[BEGIN]

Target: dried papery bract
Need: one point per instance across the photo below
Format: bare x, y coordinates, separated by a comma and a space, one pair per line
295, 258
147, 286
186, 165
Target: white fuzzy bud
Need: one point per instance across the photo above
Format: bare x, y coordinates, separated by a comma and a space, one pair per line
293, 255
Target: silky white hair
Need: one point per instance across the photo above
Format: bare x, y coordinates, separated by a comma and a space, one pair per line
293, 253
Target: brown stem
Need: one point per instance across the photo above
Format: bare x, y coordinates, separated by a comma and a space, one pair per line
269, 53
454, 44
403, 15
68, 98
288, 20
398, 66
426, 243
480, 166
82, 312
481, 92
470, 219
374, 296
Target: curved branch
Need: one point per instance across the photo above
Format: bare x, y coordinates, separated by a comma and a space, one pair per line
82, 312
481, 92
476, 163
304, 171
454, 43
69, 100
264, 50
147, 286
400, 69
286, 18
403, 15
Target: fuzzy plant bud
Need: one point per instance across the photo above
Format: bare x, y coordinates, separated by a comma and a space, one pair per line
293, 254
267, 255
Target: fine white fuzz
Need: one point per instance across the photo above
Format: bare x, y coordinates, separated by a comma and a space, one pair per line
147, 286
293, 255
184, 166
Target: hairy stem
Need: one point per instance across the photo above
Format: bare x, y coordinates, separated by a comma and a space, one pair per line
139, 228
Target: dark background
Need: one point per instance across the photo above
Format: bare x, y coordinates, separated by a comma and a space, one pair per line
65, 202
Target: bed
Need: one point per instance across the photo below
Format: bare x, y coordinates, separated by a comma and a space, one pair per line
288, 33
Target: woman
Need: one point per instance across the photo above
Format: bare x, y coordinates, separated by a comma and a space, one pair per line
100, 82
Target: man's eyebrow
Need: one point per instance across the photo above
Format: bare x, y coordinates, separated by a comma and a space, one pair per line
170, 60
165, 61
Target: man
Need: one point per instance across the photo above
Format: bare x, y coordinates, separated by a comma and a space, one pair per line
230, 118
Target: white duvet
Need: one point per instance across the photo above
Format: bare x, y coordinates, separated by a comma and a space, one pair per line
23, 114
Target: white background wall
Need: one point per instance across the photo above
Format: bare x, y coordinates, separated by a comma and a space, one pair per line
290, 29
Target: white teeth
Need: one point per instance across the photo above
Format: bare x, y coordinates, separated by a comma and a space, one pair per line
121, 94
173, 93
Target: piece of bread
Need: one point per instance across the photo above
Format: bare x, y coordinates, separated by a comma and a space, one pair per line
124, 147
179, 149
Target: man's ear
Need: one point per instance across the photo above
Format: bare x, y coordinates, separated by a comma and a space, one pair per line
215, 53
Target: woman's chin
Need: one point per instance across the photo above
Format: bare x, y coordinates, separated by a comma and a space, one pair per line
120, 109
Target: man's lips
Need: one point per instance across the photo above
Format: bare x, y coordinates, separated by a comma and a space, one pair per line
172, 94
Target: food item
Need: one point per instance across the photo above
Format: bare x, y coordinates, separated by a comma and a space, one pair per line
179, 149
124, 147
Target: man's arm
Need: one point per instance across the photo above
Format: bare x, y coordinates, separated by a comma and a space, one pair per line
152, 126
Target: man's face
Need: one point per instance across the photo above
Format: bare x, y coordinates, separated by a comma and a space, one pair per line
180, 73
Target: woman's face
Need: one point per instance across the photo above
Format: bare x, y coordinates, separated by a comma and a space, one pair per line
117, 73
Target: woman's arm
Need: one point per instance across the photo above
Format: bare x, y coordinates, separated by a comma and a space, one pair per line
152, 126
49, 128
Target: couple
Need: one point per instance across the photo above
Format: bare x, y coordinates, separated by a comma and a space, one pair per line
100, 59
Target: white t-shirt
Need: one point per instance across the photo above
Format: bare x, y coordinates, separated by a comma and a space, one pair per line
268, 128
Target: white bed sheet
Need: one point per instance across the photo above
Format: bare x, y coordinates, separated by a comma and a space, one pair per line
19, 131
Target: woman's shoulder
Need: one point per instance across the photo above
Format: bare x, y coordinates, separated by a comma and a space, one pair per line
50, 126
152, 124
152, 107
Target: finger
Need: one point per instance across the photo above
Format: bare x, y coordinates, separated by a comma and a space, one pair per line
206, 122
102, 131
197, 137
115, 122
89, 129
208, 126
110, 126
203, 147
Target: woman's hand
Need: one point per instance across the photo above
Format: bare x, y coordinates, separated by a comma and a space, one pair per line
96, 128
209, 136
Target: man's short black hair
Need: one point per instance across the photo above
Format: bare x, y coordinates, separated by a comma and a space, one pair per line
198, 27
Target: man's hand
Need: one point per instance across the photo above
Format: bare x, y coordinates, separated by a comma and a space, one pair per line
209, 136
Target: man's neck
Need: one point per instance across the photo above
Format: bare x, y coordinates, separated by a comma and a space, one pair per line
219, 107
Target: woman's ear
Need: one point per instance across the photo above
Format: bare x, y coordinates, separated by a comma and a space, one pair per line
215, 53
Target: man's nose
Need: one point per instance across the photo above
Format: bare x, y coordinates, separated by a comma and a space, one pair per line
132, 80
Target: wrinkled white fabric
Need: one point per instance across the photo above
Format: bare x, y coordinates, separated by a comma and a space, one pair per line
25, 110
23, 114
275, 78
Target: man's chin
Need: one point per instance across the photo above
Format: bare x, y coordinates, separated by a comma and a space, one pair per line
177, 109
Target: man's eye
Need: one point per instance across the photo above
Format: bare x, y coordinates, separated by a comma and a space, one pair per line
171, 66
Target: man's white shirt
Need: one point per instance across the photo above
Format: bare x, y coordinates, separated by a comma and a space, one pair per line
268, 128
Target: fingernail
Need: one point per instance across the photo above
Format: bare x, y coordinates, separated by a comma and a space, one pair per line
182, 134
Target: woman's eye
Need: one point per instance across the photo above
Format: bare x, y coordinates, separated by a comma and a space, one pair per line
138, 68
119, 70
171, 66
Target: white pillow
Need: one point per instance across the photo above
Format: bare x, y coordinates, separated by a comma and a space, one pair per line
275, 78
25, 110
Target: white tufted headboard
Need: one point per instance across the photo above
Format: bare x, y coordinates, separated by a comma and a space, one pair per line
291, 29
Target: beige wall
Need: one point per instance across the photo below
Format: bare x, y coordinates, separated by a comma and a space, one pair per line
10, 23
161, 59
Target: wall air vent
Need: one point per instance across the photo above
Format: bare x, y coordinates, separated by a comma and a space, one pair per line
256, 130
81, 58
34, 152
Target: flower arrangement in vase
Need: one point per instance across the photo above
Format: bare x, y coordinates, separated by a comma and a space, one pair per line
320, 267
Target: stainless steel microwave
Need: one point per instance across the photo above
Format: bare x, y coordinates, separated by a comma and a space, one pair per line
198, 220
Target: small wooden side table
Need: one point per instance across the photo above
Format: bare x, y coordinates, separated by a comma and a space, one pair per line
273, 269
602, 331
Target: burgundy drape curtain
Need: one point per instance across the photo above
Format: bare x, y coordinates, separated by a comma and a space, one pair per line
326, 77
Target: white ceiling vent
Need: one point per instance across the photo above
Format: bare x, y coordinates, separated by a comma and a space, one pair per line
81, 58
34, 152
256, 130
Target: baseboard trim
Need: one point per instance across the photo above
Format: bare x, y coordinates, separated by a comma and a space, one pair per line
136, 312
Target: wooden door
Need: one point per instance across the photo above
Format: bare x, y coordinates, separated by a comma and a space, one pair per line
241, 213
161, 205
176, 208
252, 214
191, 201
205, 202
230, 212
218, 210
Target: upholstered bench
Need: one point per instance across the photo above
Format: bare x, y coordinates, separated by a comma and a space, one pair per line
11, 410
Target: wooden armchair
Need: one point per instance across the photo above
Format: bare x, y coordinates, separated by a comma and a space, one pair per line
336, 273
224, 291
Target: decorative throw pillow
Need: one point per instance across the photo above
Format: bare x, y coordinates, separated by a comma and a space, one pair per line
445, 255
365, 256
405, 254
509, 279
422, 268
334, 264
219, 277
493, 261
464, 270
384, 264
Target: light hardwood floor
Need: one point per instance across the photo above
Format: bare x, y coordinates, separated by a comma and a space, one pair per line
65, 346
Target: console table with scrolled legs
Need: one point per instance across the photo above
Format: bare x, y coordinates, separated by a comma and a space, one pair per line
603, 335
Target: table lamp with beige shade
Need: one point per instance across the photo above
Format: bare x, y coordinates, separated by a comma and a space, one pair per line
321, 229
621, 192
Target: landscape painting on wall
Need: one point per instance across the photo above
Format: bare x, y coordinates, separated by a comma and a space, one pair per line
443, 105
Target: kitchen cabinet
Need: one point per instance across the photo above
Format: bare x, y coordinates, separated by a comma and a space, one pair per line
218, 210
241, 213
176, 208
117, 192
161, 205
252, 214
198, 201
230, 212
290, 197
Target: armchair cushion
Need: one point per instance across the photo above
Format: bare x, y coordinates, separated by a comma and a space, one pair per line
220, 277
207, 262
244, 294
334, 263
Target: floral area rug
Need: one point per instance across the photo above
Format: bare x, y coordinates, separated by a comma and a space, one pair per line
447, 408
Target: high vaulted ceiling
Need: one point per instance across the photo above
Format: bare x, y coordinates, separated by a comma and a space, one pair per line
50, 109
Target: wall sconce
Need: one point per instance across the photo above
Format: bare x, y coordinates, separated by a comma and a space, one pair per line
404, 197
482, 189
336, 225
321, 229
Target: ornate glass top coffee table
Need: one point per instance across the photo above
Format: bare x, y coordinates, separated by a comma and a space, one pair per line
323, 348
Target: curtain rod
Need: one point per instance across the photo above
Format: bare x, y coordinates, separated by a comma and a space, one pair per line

[END]

* WHAT IS NEEDED
Can you swap "Need" for "Goal" in the part of the records that opens with the line containing "Target: floral area rug" and runs through the end of the records, keeping all else unchanged and giving back only those lines?

* ANSWER TO THIS TASK
Target: floral area rug
Goal: one point per instance across the photo above
Format: bare x, y coordinates, separated by a comma and a space, one pair per line
447, 408
Target: high vaulted ceiling
Goal: one point per instance across the photo above
Format: bare x, y coordinates, separated by a comma and a space, one pair per line
50, 109
Target: wall sconce
Goal: one point per instance across the photo above
Format: bare x, y coordinates, separated by a comma and a space, one pair per line
404, 197
482, 189
336, 225
321, 229
Target: ornate glass top coffee table
Goal: one point per instance across the photo above
Format: bare x, y coordinates, separated by a comma and a space, one pair per line
323, 348
Target: curtain rod
Goal: one point per instance across the photo above
Format: bare x, y coordinates, separated by a comma and a space, one pair per line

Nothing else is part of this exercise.